### Your objective
Reproduce the lines below verbatim, omitting the pictures.

--

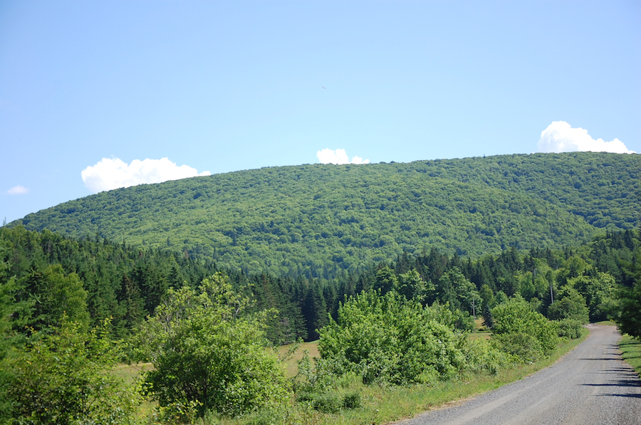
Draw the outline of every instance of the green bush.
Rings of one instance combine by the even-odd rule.
[[[511,359],[487,340],[476,338],[463,346],[465,369],[469,372],[486,372],[496,374]]]
[[[517,295],[492,309],[495,345],[524,362],[549,355],[556,347],[556,324]]]
[[[266,348],[266,313],[241,318],[245,305],[220,273],[197,292],[169,290],[134,339],[154,365],[146,380],[160,406],[197,402],[200,416],[236,416],[288,399],[284,370]]]
[[[120,350],[108,337],[108,320],[89,332],[83,332],[83,326],[63,317],[59,327],[35,332],[8,360],[15,374],[7,392],[13,406],[11,423],[135,421],[141,394],[111,373]]]
[[[581,336],[583,324],[580,320],[575,319],[562,319],[556,321],[558,327],[558,336],[563,338],[575,340]]]
[[[343,396],[343,409],[358,409],[361,405],[360,393],[350,392]]]
[[[317,368],[353,372],[365,384],[447,379],[464,366],[464,336],[434,320],[434,312],[395,291],[371,290],[338,308],[338,321],[320,330]]]
[[[501,351],[522,363],[533,363],[543,352],[541,342],[524,332],[498,335],[494,337],[493,342]]]

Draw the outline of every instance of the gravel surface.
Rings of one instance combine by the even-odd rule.
[[[588,338],[550,367],[398,424],[641,425],[641,381],[621,360],[620,334],[614,326],[588,327]]]

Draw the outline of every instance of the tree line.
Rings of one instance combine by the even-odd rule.
[[[188,253],[0,228],[0,420],[135,423],[359,404],[336,382],[430,385],[549,355],[589,320],[641,337],[641,232],[478,258],[436,248],[333,279],[248,275]],[[469,340],[473,315],[492,330]],[[316,340],[293,380],[266,350]],[[123,359],[150,362],[138,386]],[[4,416],[3,416],[4,415]],[[195,416],[194,416],[195,415]],[[173,418],[173,419],[172,419]],[[178,419],[176,419],[178,418]],[[17,422],[16,422],[17,421]]]
[[[278,167],[102,192],[9,226],[332,279],[404,252],[476,258],[634,229],[640,181],[639,155],[595,152]]]

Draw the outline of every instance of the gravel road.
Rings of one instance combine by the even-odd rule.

--

### Exercise response
Draw the outline of every instance of the green bush.
Rings of one instance combine by the even-odd rule.
[[[511,359],[487,340],[476,338],[463,346],[465,369],[469,372],[486,372],[496,374]]]
[[[517,295],[492,309],[495,345],[524,362],[549,355],[556,347],[556,324]]]
[[[266,348],[266,313],[241,318],[245,305],[220,273],[197,292],[169,290],[134,339],[154,365],[146,380],[160,406],[197,402],[200,416],[236,416],[288,399],[284,370]]]
[[[120,350],[108,337],[108,320],[89,332],[83,332],[83,326],[63,317],[59,327],[35,332],[8,360],[15,374],[7,392],[13,406],[11,423],[135,421],[141,394],[111,373]]]
[[[581,336],[583,324],[580,320],[575,319],[562,319],[556,321],[558,327],[558,336],[563,338],[575,340]]]
[[[343,396],[343,409],[358,409],[361,405],[360,393],[350,392]]]
[[[317,368],[353,372],[365,384],[447,379],[464,366],[464,336],[434,320],[434,312],[395,291],[371,290],[338,308],[338,321],[320,330]]]
[[[501,351],[522,363],[533,363],[543,352],[541,342],[524,332],[498,335],[494,337],[493,342]]]

Draw the outline of every instance of the gravel surface.
Rings of one instance combine by the even-odd rule.
[[[588,338],[550,367],[398,424],[641,425],[641,381],[621,360],[620,334],[614,326],[588,327]]]

Draw the outline of every instance of the tree line.
Rings of one instance combine by the even-odd rule.
[[[188,253],[0,228],[0,420],[135,423],[359,404],[336,382],[430,385],[549,355],[589,320],[641,337],[641,232],[478,258],[436,248],[333,279],[248,275]],[[469,340],[473,315],[492,330]],[[316,340],[293,380],[266,350]],[[123,359],[150,362],[138,386]],[[4,416],[3,416],[4,415]],[[195,416],[194,416],[195,415]],[[173,418],[173,419],[172,419]],[[178,419],[176,419],[178,418]],[[17,422],[16,422],[17,421]]]
[[[278,167],[102,192],[9,226],[332,279],[404,252],[476,258],[634,229],[640,181],[639,155],[595,152]]]

Draw the outline of every instance of the gravel road.
Rings of one instance combine by the even-odd rule.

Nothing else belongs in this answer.